Text provided:
"""
# Using `ffi_manifest.json` from Java (JAR + native `rdp_jvm_sys`)
The file **`bindings/jvm-sys/ffi_manifest.json`** is the **source of truth** for which `extern "C"` symbols exist in the **`rdp_jvm_sys`** shared library. The same bytes are bundled in the **`rust-data-processing-jvm`** JAR so applications can **discover symbols and ABI version at runtime** without parsing C headers.
| **`bindings/jvm-sys/ffi_manifest.json`** | Canonical manifest (Rust build / reviews) |
| **`rust-data-processing-jvm` JAR** | Classpath resource **`RdpNativeJson.FFI_MANIFEST_RESOURCE`** (`/io/github/scorpio_datalake/rust_data_processing/ffi_manifest.json`) |
| **`RdpNativeJson`** | High-level calls: `invokeAbiVersion`, `invokeParityExport` (JSON `RdpJsonSlice` protocol) |
**CI** enforces that the bundled copy matches `bindings/jvm-sys/ffi_manifest.json` (`python scripts/check_jvm_ffi_manifest.py`).
"""
Source records:
"""
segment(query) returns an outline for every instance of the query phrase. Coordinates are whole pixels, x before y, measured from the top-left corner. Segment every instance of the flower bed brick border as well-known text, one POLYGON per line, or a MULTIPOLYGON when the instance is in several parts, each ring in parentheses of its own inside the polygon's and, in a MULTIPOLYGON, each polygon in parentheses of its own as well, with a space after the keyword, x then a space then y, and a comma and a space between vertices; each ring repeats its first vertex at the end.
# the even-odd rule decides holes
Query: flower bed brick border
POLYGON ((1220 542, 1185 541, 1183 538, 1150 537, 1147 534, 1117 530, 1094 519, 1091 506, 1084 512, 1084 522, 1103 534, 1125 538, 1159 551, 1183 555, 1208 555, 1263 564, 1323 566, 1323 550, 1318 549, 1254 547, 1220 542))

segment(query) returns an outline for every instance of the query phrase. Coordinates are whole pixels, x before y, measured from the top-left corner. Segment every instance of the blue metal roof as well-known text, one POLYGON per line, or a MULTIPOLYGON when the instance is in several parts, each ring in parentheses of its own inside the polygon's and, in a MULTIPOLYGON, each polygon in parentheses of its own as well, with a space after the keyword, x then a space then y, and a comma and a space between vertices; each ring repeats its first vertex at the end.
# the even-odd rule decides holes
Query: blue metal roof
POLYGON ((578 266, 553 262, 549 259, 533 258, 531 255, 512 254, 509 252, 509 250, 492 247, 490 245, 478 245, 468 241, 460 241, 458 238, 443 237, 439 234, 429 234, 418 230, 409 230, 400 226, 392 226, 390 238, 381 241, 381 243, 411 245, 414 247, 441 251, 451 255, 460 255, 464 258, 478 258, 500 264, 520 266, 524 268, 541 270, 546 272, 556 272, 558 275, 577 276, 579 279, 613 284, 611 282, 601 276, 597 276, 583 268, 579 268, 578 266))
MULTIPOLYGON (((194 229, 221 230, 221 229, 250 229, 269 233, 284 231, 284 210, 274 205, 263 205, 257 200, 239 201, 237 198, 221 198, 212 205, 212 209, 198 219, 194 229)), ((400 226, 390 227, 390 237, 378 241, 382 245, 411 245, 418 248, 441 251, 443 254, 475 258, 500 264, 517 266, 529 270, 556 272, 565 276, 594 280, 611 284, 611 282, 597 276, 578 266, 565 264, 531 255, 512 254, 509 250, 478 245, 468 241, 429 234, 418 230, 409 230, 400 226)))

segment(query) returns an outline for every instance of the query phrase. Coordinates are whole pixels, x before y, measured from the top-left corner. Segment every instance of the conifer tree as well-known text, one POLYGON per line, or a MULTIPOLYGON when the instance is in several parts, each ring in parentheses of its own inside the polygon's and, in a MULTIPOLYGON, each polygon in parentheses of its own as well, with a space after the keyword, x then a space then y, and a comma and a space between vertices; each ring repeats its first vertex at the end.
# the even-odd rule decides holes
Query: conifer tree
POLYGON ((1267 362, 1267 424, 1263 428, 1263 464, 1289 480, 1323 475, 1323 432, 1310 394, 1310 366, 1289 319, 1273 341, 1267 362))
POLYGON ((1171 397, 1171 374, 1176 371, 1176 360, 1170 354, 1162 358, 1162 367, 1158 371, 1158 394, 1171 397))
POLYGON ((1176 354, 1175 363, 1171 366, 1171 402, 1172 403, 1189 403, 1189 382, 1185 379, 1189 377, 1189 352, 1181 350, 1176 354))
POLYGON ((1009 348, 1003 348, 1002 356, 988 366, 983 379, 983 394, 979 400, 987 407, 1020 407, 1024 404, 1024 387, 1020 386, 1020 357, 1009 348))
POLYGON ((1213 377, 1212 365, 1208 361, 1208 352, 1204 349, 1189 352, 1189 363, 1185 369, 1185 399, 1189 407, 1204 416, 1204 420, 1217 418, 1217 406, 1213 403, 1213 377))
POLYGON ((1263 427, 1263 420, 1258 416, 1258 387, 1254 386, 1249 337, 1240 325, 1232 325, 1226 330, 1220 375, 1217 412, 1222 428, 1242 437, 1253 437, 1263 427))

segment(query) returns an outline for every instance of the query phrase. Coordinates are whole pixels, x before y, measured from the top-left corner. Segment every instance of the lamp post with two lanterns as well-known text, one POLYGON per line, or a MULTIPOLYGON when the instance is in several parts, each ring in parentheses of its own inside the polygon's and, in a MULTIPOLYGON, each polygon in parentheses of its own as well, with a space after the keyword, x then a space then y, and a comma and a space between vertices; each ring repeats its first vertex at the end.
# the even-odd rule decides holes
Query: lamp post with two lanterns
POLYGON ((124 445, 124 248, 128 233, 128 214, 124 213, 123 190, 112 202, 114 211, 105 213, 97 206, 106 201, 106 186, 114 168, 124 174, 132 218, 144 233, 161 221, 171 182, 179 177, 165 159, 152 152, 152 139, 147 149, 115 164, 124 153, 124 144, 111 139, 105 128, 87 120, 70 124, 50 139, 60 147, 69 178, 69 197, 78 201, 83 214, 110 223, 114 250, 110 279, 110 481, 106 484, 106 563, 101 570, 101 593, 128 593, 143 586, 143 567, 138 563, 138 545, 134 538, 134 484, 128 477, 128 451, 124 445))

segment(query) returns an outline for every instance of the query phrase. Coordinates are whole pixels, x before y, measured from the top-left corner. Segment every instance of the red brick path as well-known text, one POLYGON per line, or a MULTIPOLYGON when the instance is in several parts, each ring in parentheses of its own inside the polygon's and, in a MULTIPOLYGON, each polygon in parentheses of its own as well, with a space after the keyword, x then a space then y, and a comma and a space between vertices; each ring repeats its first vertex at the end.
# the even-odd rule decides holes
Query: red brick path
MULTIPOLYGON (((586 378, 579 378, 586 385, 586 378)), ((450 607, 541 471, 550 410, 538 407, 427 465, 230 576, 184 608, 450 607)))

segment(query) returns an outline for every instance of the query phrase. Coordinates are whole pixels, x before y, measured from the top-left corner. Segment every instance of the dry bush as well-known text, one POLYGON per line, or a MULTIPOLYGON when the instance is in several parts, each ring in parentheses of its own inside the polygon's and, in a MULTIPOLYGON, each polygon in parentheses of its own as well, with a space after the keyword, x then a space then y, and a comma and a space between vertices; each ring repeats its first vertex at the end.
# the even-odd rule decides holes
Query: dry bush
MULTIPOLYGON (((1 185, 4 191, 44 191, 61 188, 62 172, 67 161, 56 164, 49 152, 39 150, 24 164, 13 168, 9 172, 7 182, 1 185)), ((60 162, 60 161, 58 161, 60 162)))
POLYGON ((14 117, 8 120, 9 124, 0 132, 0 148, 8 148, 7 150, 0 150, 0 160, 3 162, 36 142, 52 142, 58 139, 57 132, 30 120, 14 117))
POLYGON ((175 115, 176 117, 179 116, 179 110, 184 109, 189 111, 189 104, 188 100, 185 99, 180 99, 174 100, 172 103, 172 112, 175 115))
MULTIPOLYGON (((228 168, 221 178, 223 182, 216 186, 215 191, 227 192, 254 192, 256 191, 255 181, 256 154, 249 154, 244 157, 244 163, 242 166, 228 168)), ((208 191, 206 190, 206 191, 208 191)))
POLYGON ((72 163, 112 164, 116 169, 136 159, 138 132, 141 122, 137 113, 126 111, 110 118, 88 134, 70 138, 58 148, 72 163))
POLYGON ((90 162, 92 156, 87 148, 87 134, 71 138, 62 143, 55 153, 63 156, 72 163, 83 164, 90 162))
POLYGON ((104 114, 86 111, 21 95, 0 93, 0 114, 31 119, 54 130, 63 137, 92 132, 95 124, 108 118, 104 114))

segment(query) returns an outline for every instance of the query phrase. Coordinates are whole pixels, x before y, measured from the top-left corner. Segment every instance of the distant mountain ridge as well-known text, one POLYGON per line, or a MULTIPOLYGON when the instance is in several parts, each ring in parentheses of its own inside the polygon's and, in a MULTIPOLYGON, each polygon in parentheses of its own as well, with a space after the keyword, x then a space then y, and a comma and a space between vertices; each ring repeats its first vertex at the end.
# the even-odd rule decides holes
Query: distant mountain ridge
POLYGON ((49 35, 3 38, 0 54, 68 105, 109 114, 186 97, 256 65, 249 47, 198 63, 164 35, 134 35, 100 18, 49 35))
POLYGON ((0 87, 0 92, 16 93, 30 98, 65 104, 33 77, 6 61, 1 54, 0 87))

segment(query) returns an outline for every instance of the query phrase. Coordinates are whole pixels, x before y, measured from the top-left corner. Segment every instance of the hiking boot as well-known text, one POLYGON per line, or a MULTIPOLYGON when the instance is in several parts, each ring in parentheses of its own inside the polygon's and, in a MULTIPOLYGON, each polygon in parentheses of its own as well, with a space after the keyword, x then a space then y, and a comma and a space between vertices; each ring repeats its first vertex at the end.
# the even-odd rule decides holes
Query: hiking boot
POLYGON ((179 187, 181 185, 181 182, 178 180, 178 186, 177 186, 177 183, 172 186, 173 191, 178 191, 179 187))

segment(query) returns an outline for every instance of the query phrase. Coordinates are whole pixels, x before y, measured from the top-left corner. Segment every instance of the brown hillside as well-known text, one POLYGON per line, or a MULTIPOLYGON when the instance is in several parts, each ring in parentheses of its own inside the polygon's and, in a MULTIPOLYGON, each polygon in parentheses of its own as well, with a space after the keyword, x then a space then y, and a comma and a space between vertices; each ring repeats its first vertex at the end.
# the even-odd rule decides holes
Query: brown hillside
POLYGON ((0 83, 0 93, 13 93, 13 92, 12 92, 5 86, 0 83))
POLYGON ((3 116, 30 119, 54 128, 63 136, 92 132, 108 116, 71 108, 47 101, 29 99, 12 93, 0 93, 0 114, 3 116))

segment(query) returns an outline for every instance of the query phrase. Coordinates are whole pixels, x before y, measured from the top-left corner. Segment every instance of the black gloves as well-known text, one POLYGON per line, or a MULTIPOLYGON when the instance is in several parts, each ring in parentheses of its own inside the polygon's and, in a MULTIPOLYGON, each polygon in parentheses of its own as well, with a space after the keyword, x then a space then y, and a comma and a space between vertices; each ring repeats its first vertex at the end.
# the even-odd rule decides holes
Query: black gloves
"""
Problem 1:
Answer from the ffi_manifest.json text:
(a) Which shared library's `extern "C"` symbols does the manifest list?
(b) Which classpath resource constant points to the copy bundled in the JAR?
(c) What command does CI run to check that the bundled copy matches the canonical manifest?
Problem 2: Please set down the lines of the records from the line that contains "of the hiking" through the line that contains "POLYGON ((3 116, 30", keeping each one unchanged.
The records are unrelated to the ffi_manifest.json text.

Correct result 1:
(a) `rdp_jvm_sys`
(b) `RdpNativeJson.FFI_MANIFEST_RESOURCE`
(c) `python scripts/check_jvm_ffi_manifest.py`

Correct result 2:
segment(query) returns an outline for every instance of the query phrase. Coordinates are whole pixels, x before y, measured from the top-left corner. Segment every instance of the hiking boot as well-known text, one POLYGON per line, or a MULTIPOLYGON when the instance is in several parts, each ring in parentheses of its own inside the polygon's and, in a MULTIPOLYGON, each polygon in parentheses of its own as well, with a space after the keyword, x then a space then y, and a comma and a space between vertices; each ring repeats its first vertex at the end.
# the even-odd rule decides holes
Query: hiking boot
POLYGON ((179 187, 181 185, 181 182, 178 180, 178 186, 177 186, 177 183, 172 186, 173 191, 178 191, 179 187))

segment(query) returns an outline for every instance of the query phrase. Coordinates are whole pixels, x before y, measured from the top-left corner. Segment every instance of the brown hillside as well-known text, one POLYGON per line, or a MULTIPOLYGON when the instance is in several parts, each ring in parentheses of its own inside the polygon's and, in a MULTIPOLYGON, each polygon in parentheses of its own as well, with a space after the keyword, x then a space then y, and a comma and a space between vertices; each ring repeats its first vertex at the end.
# the even-odd rule decides holes
Query: brown hillside
POLYGON ((0 83, 0 93, 13 93, 13 92, 12 92, 5 86, 0 83))
POLYGON ((3 116, 30 119, 54 128, 63 136, 92 132, 108 116, 71 108, 47 101, 29 99, 12 93, 0 93, 0 114, 3 116))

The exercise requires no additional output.